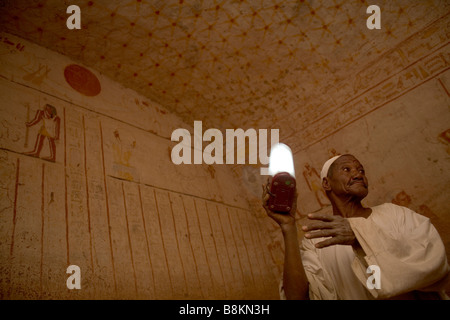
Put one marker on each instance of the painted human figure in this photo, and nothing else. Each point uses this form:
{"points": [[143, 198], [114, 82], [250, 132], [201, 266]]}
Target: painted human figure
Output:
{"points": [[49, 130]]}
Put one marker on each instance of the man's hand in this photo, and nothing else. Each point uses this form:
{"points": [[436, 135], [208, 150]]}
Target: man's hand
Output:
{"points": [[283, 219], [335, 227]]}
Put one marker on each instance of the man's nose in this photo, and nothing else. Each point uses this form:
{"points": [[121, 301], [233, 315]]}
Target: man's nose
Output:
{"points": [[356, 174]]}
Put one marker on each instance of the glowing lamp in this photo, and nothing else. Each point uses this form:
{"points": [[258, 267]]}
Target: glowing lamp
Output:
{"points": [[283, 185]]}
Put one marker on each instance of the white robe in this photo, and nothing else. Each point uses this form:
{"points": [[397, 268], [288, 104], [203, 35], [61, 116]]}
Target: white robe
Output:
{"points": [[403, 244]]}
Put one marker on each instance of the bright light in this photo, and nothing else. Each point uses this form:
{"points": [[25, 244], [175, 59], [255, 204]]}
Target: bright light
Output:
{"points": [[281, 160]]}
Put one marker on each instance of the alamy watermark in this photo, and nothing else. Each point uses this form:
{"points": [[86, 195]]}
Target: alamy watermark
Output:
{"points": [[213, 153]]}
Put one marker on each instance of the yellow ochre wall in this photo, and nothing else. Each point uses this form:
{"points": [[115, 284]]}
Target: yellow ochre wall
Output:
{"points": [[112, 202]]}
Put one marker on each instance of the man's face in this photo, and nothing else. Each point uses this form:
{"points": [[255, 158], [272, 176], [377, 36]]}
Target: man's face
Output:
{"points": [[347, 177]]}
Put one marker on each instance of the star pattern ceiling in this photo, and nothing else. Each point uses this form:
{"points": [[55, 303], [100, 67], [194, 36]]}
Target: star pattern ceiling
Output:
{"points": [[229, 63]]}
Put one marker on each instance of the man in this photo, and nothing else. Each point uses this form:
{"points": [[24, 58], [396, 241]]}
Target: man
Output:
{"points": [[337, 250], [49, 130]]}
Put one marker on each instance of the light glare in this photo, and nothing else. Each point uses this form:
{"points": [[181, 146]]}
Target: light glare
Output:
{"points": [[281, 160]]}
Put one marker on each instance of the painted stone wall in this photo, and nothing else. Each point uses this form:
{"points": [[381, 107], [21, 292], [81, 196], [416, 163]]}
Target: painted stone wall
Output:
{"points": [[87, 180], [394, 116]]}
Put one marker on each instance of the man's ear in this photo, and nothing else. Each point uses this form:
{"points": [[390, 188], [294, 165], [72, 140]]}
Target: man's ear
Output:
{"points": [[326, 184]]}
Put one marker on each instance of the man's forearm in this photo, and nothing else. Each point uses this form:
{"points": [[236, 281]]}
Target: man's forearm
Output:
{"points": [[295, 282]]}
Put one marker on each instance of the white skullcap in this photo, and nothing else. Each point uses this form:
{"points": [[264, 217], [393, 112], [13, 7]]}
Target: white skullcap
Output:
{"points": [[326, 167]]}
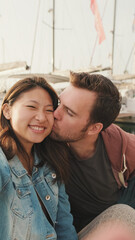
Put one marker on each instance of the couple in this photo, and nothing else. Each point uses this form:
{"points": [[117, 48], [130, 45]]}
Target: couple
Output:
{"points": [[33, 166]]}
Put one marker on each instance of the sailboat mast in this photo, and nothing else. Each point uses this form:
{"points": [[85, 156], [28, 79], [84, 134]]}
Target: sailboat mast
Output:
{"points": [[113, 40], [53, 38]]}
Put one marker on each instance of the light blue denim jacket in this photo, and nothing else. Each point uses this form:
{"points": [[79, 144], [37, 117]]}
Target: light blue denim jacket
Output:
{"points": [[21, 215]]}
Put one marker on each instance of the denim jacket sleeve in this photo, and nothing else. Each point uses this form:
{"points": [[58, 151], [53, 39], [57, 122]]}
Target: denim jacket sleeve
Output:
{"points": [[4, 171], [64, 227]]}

==

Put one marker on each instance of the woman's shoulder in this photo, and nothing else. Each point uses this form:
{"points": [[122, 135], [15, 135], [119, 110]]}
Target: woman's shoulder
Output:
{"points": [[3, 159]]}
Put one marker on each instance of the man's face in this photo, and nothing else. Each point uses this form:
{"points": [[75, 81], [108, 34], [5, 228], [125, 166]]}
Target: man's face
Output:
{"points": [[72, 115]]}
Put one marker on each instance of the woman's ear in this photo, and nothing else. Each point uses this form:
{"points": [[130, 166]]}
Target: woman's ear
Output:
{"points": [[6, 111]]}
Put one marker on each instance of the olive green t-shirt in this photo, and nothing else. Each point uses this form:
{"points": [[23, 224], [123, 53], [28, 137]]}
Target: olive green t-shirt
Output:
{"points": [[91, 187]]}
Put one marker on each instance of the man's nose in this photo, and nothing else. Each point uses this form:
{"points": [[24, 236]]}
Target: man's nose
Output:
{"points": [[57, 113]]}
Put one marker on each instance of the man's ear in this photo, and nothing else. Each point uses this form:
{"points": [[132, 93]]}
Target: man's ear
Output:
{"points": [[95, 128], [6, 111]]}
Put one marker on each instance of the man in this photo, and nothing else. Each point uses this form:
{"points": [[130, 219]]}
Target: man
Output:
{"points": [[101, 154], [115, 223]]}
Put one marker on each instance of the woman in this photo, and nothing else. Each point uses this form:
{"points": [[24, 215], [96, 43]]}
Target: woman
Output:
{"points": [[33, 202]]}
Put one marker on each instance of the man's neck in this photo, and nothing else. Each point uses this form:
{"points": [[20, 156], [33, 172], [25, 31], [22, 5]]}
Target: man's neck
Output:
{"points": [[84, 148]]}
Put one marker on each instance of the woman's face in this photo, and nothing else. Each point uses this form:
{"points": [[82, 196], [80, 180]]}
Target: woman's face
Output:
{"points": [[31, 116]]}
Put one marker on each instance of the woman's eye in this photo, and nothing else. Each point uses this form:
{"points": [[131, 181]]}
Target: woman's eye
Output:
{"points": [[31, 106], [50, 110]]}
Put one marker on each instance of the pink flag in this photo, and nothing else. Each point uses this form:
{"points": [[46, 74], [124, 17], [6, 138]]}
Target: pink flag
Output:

Exercise objective:
Please list every line above that contains the word "shoulder", copying each one in full.

Response to this task:
Put one marker on each instance of the woman's shoulder in this photo, and nothing else. Each point uses this form:
Target: woman's shoulder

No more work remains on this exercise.